__To do__:
Copy the line containing "Front: indicate one pin on every instance of the colorful", then all lines after it up to and including the final line of the material, exactly and without additions.

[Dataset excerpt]
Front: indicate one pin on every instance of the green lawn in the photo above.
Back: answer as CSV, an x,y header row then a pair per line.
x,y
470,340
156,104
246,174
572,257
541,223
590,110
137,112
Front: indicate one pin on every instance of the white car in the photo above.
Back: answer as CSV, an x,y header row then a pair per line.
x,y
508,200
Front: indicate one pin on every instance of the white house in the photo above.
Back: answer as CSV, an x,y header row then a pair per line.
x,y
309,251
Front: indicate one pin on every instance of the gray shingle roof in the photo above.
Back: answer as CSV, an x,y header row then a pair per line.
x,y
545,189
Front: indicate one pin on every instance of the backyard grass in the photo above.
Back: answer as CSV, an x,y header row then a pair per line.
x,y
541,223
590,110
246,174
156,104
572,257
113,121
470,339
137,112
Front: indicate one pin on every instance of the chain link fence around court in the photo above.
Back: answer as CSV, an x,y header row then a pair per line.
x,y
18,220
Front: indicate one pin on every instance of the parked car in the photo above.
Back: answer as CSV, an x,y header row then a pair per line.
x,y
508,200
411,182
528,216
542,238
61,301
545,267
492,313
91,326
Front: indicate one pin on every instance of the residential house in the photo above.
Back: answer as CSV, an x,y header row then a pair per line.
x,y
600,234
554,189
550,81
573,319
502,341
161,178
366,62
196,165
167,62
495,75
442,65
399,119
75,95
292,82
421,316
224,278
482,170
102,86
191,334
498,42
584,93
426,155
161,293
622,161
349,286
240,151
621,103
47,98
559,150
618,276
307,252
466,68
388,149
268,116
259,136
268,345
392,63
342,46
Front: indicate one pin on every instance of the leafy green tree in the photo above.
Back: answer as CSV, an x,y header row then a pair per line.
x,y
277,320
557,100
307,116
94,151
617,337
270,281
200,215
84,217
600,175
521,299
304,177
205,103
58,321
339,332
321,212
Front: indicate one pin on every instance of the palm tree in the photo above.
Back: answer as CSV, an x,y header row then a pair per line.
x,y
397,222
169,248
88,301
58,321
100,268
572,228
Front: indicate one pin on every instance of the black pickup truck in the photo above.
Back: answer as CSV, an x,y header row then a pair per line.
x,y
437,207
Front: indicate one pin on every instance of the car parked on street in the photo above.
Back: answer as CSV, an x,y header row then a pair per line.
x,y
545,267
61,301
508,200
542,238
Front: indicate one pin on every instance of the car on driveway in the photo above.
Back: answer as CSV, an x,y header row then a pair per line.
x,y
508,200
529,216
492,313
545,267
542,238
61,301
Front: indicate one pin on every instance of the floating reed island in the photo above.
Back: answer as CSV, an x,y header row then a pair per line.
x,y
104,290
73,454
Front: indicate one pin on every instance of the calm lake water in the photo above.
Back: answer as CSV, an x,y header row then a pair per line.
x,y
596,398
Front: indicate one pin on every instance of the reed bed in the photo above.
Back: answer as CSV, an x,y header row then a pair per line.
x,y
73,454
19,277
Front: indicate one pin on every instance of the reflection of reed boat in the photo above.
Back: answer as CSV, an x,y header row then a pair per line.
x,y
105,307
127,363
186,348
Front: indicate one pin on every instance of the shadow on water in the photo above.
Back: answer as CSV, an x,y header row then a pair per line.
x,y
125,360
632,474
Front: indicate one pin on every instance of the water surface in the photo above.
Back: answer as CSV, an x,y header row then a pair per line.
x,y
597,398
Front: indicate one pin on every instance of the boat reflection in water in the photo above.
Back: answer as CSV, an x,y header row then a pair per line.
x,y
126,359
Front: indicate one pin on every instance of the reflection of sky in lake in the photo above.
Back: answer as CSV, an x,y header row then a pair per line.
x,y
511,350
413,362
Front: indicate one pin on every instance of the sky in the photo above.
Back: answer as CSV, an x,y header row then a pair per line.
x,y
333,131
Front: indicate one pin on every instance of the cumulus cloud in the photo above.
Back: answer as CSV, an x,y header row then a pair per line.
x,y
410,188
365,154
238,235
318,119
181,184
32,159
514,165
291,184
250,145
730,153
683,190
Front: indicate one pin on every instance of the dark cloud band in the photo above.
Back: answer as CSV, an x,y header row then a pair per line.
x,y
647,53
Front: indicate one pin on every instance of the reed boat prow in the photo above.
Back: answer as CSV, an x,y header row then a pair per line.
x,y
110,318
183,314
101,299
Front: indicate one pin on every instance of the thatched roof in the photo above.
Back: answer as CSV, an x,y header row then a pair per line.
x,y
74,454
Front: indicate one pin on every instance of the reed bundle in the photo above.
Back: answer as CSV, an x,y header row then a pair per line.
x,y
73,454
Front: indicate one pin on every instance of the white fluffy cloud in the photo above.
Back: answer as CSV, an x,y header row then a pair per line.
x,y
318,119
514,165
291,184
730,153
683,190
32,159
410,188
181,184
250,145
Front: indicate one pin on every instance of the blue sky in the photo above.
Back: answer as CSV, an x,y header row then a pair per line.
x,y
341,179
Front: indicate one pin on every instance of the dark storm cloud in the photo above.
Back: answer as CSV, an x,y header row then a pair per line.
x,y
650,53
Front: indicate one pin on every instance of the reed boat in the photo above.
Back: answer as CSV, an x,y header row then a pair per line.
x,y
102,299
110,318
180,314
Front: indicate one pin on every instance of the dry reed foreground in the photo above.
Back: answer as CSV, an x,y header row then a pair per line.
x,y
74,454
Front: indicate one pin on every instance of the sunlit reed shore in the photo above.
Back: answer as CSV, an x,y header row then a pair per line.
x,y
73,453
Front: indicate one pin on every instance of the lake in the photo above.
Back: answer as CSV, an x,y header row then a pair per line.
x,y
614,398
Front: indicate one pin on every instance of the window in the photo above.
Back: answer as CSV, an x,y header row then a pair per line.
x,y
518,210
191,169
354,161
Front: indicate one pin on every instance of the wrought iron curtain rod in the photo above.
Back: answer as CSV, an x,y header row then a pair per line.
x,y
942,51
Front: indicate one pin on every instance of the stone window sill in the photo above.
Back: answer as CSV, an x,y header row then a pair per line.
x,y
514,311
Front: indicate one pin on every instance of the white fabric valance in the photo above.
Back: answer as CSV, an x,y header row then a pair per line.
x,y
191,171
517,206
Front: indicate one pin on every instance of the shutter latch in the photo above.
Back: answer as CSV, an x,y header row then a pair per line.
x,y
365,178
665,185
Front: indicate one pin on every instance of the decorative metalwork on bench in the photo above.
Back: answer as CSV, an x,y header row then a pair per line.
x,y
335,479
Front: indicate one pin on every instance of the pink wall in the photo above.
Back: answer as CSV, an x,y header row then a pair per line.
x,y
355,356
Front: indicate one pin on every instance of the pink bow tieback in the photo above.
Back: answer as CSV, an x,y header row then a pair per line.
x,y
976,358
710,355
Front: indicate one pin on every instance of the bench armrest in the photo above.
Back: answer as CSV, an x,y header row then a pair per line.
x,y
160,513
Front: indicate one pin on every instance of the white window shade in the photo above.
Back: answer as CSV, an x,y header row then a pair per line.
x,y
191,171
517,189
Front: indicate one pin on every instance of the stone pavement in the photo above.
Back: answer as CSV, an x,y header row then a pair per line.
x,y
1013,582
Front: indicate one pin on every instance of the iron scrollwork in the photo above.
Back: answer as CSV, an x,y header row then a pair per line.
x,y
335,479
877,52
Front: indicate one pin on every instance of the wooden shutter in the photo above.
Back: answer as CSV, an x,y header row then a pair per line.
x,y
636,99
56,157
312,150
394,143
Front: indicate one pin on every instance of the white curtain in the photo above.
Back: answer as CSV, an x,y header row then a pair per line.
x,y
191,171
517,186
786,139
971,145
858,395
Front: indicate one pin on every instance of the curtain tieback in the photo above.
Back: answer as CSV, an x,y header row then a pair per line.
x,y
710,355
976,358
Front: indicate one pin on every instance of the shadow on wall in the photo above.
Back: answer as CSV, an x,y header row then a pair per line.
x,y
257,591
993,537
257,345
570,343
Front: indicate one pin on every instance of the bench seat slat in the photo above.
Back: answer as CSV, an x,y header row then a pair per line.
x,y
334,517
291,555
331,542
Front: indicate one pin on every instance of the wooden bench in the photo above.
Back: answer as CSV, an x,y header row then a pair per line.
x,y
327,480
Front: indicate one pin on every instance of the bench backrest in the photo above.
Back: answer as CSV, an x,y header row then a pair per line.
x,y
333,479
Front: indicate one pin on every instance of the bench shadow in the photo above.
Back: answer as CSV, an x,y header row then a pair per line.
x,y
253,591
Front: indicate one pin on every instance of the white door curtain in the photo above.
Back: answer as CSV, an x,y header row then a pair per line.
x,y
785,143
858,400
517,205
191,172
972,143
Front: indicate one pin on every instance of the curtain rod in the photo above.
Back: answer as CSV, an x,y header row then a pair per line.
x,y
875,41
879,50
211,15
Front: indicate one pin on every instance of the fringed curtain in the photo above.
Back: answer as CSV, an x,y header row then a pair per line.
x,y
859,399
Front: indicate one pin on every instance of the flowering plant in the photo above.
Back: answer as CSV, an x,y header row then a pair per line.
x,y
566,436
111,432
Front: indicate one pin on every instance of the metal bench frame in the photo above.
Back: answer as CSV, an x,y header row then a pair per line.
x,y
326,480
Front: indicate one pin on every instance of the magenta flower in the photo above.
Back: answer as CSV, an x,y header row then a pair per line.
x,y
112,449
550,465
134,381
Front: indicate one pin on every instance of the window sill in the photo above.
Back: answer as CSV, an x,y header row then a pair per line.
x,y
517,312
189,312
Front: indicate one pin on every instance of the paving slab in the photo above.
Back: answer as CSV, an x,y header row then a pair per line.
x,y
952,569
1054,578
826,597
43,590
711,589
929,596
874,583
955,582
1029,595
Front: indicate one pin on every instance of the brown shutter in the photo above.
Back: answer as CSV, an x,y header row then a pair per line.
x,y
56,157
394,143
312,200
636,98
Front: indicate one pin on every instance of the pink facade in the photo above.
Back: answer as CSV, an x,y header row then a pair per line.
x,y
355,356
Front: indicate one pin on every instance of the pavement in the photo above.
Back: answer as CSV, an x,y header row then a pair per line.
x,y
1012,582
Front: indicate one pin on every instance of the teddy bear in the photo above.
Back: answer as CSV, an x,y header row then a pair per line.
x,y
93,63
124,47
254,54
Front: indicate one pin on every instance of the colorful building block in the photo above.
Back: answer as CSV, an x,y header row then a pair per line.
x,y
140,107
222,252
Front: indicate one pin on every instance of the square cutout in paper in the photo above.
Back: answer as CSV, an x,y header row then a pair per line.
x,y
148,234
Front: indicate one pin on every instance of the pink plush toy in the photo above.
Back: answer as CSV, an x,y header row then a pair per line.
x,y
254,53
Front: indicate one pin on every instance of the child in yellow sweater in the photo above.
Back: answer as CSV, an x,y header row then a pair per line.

__Result of this task__:
Front: indicate one pin on every instance of the colorful building block in the photo above.
Back: answer as CSV, an x,y header row then a pair per line.
x,y
140,107
222,252
Front: indicate one pin on every instance of the square cutout in paper in the photo above.
Back: answer as CSV, an x,y header row then a pair per line.
x,y
148,234
Front: indicate one pin on every instance of the pink plush toy in the photo above.
Back: answer as CSV, an x,y header row then a pair per line.
x,y
254,53
Front: indicate one pin on every instance of the child in yellow sweater in the photo above.
Back: answer as CSV, an x,y header row then a pair per line.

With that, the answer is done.